Aim
Quote every line of the records below word for word, changing nothing.

Stored entries

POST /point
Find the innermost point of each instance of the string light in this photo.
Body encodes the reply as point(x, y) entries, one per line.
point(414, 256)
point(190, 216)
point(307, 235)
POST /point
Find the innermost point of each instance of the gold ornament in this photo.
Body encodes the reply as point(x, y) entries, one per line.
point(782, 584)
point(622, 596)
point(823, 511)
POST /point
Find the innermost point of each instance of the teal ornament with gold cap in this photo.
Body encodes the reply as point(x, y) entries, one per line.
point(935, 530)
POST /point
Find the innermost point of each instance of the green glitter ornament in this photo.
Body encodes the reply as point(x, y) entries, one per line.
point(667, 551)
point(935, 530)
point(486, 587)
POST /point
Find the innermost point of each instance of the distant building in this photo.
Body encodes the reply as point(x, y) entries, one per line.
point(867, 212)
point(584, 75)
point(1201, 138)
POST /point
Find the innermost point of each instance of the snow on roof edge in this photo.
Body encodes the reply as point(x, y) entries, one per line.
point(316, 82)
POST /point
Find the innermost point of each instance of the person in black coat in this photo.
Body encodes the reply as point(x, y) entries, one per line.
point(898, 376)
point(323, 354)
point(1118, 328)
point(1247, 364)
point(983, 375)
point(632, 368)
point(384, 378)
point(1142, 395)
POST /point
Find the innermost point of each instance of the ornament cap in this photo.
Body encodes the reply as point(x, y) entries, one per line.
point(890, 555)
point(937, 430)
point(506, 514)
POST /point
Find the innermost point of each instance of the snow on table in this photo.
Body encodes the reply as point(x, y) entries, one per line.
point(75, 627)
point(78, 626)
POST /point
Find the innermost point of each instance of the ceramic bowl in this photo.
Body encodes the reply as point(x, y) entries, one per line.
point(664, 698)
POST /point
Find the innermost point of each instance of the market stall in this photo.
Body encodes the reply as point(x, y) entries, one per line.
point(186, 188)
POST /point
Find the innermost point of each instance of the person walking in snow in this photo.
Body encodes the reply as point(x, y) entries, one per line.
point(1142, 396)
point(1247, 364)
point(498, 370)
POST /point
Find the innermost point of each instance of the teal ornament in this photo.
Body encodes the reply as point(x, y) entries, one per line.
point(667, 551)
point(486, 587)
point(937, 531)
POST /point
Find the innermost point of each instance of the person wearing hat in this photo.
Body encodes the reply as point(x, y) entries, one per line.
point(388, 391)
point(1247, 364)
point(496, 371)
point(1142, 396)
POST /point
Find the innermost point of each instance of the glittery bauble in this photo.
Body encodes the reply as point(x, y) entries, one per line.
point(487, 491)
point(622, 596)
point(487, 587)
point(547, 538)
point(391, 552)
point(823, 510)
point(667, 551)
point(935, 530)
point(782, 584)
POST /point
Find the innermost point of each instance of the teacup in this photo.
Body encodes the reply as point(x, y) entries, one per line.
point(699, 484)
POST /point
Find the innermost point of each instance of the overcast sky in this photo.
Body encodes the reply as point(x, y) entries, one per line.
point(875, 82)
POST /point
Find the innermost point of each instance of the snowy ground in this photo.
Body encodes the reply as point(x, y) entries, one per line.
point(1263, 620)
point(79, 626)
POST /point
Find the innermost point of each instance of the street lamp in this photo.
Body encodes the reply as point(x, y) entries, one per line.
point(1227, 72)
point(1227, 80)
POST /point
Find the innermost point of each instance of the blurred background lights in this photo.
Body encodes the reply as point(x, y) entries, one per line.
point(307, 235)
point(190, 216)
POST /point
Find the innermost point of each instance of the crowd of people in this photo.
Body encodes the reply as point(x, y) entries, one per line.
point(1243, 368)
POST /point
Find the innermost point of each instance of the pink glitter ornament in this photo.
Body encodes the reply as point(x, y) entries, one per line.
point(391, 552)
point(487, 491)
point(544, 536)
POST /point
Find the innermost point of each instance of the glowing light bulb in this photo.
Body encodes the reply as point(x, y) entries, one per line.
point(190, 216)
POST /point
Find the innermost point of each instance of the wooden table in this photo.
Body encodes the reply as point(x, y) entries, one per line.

Written reply
POST /point
Find the innermost point of each instance of the string light in this photo.
Body encodes the reply as point(x, y) entries, one per line.
point(414, 256)
point(190, 216)
point(307, 235)
POST /point
Find the innermost point of each instance of the gold ornament in this photo.
Body encodes the reply as point(x, y) entries, one per line.
point(782, 584)
point(622, 596)
point(823, 511)
POST /point
Find the innermost point of each instance of the teal ornament with gold cap in this photo.
Body encodes the reply as point(x, y) entries, one per line.
point(935, 530)
POST /point
Find the innermost point of each instance of the green glitter ornament in this photo.
Body encodes the reply as point(x, y) entries, one per line.
point(667, 551)
point(935, 530)
point(486, 587)
POST /point
Find the innermost point of each instance of the distant building in this photo.
Body encodes the reply as point(x, y) entries, one per line.
point(867, 212)
point(584, 75)
point(1201, 138)
POST /point
Find the innermost point of each instance of the snow on roof edge in this photo.
Body encodes the reply as point(x, y) entries, one per line.
point(316, 82)
POST /point
Find the innermost point of each instance of the person in black coat in this photo.
Body encodes the reply as point(x, y) entries, one per line.
point(898, 376)
point(323, 354)
point(1118, 328)
point(1247, 364)
point(983, 375)
point(632, 368)
point(384, 378)
point(1142, 395)
POST /point
Find the innermost point of each instance of the ornament cap in this photo.
Body encodes the reply as point(x, y) entries, one per line.
point(890, 555)
point(937, 430)
point(506, 514)
POST /point
Find the innermost point of each instance of the snow on table in this photo.
Body encodes the reply as point(x, y) entries, one per line.
point(75, 627)
point(78, 626)
POST /point
Find the innermost point of each instance of the ceramic bowl in this photo.
Body encodes the reply as point(x, y) entries, one per line.
point(664, 698)
POST /point
Find the innermost point of each instance of the market stall in this photo.
Body encodes the reply as point(x, y) entries, one per line.
point(186, 188)
POST /point
Find the innermost point of each instance of the person walking in snow in this photo.
Body encodes the reply as point(x, y) entries, one per line.
point(1142, 396)
point(1247, 364)
point(498, 370)
POST /point
Find the innermost point of each instance of the teal ornament in this photo.
Body encodes the reply as point(x, y) entries, one per line.
point(667, 551)
point(486, 587)
point(937, 531)
POST /point
Find the innermost point of each instance of the person wearing hat in this photo.
Body encodes the reply as point(x, y) entries, one per line.
point(388, 391)
point(1247, 364)
point(496, 371)
point(1142, 396)
POST /point
Find the innermost point of each instance of the glittery bauble in this photo.
Body encodes the reply as point(x, y) entries, one per line.
point(487, 491)
point(622, 596)
point(487, 587)
point(547, 538)
point(391, 552)
point(823, 510)
point(667, 551)
point(935, 530)
point(782, 584)
POST /point
Find the innermost point of each instance of the teacup in this photo.
Body encodes the reply as point(x, y) entries, one per line.
point(699, 484)
POST /point
Find the innermost point of each instance of the overcast sky in this photo.
Body encodes the reply as point(x, y) entries, one per line.
point(875, 82)
POST /point
Find the innermost point of each instance of the snowy ground in this photo.
Body encodes the reply as point(x, y) entries, one per line.
point(1263, 620)
point(79, 626)
POST /point
Find the innermost point of each instance of the street lamp in this photo.
Body encodes the reply as point(x, y) entries, one per line.
point(1227, 72)
point(1227, 80)
POST /point
Find the innermost point of each instance of the blurred background lights in this photo.
Body encodes the reply as point(x, y) entries, one per line.
point(307, 235)
point(190, 216)
POST /point
Find the innermost point of each instance of the crowd of people in this photo.
Body encodes the reply as point(x, y) entries, one per line.
point(1243, 368)
POST /point
Find the innermost point of each instance of the pink glitter ornament in this photo.
Body encodes the reply as point(x, y) entries, one per line.
point(391, 552)
point(487, 491)
point(544, 536)
POST /point
Find the innermost point of each instance of the glowing light bulb in this photo.
Body encodes the reply as point(x, y) entries, one per line.
point(190, 216)
POST /point
Find the innermost point of each instance of the wooden table in this photo.
Body encodes the reply as point(x, y) entries, one per line.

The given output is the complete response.